▸ **YOUR GOAL**
Copy out the stretch from the line containing "target: tram windscreen wiper" through the end of the records, including the requests. Rescale every vertex coordinate in the outline answers by 2.25 and round each one to a whole number, halves up, but leave the numbers in the requests and their format samples unchanged.

[Labeled region records]
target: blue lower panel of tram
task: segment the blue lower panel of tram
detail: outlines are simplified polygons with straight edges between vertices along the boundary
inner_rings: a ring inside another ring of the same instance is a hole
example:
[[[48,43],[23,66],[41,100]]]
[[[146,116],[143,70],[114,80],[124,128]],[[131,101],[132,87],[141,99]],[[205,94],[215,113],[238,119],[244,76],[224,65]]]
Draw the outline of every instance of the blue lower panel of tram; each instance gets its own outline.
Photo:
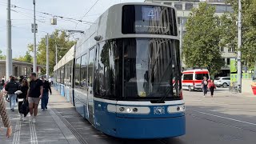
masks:
[[[60,84],[60,93],[62,96],[65,96],[65,86],[62,84]]]
[[[95,127],[106,134],[145,139],[178,137],[186,133],[184,113],[154,115],[154,106],[148,106],[151,111],[148,114],[120,114],[109,112],[107,106],[108,103],[94,101]]]
[[[65,87],[65,97],[68,102],[70,102],[70,90],[69,86]]]

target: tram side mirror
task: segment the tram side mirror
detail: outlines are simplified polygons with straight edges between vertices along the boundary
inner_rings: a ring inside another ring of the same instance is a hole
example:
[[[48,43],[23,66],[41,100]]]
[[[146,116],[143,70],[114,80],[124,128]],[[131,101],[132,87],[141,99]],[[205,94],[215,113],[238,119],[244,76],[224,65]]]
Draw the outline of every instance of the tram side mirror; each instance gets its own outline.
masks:
[[[102,37],[101,35],[97,35],[94,37],[95,41],[100,41],[102,39]]]

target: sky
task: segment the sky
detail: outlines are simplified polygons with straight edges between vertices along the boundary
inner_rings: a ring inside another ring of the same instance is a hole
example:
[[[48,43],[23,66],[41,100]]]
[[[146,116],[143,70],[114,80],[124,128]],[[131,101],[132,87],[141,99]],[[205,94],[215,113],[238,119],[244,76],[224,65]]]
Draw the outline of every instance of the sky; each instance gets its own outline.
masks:
[[[121,2],[142,2],[144,0],[36,0],[36,19],[38,32],[37,43],[47,33],[52,33],[55,29],[85,30],[110,6]],[[0,50],[6,54],[6,18],[7,0],[0,0]],[[28,44],[34,43],[34,34],[31,32],[31,23],[34,22],[33,0],[10,0],[10,3],[18,7],[11,7],[11,34],[13,58],[22,56],[27,50]],[[95,4],[95,5],[94,5]],[[94,6],[93,6],[94,5]],[[90,10],[90,9],[91,9]],[[90,11],[89,11],[90,10]],[[89,11],[89,12],[88,12]],[[43,14],[44,12],[50,14]],[[88,12],[88,14],[86,14]],[[83,22],[78,22],[82,18]],[[58,18],[57,26],[50,25],[53,16],[62,16]],[[70,22],[66,18],[74,18]],[[74,38],[79,38],[74,35]]]

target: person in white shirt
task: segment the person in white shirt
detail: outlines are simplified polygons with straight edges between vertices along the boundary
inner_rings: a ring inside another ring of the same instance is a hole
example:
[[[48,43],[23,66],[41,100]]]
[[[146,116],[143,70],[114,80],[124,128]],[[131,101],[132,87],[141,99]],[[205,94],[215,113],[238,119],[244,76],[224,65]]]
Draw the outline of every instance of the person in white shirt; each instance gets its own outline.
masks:
[[[50,83],[50,86],[51,86],[51,78],[48,78],[48,82],[49,82],[49,83]]]

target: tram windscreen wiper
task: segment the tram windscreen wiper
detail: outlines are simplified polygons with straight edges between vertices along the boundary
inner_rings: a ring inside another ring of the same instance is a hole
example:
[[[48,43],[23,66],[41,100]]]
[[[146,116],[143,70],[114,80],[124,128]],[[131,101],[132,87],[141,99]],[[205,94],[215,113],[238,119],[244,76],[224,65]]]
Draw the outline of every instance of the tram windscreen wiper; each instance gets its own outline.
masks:
[[[172,58],[170,59],[168,67],[167,67],[167,69],[166,69],[166,71],[164,73],[165,74],[166,74],[166,72],[168,71],[167,70],[170,68],[170,66],[173,66],[173,62],[174,61],[173,61],[173,58]],[[158,103],[164,103],[165,100],[166,99],[166,98],[170,94],[171,94],[172,97],[174,97],[173,78],[174,78],[174,73],[175,78],[178,78],[178,66],[176,65],[174,66],[174,72],[173,71],[173,67],[172,67],[171,74],[170,74],[170,86],[166,88],[165,94],[162,97],[161,97],[161,98],[159,99]],[[162,80],[160,82],[162,82]],[[178,82],[178,79],[175,78],[175,80],[174,80],[174,86],[175,86],[175,90],[176,90],[176,94],[178,94],[178,86],[177,85],[177,82]],[[161,82],[159,83],[158,86],[160,86],[160,84],[161,84]]]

▸ **THE RESULT**
target: tram windscreen wiper
task: segment the tram windscreen wiper
detail: outlines are simplified polygons with straight edges between vertices along the boundary
inner_rings: a ring inside another ring of the same instance is a hole
example:
[[[48,43],[23,66],[41,100]]]
[[[146,116],[143,70],[114,80],[124,128]],[[131,101],[132,87],[141,99]],[[205,94],[215,113],[238,119],[244,76],[224,65]]]
Draw the outline of every instance of the tram windscreen wiper; each instance gets its own outline.
masks:
[[[387,131],[383,133],[378,151],[376,151],[376,155],[374,155],[374,160],[369,164],[371,167],[374,167],[374,162],[378,160],[376,158],[383,153],[383,149],[389,149],[389,140],[392,137],[389,137],[389,131]],[[356,232],[369,232],[371,225],[374,223],[374,221],[383,212],[385,212],[387,218],[392,218],[389,176],[392,176],[392,164],[394,176],[401,176],[401,149],[396,146],[392,149],[392,162],[389,160],[389,151],[387,151],[385,167],[383,167],[383,194],[374,198],[371,212],[365,218],[362,218],[362,221],[358,223]],[[365,180],[360,185],[365,185]],[[401,185],[401,178],[394,176],[394,180],[392,180],[392,194],[394,194],[394,203],[396,203],[396,212],[401,212],[401,194],[398,191],[398,185]],[[362,185],[358,187],[356,194],[360,194],[360,189],[362,189]]]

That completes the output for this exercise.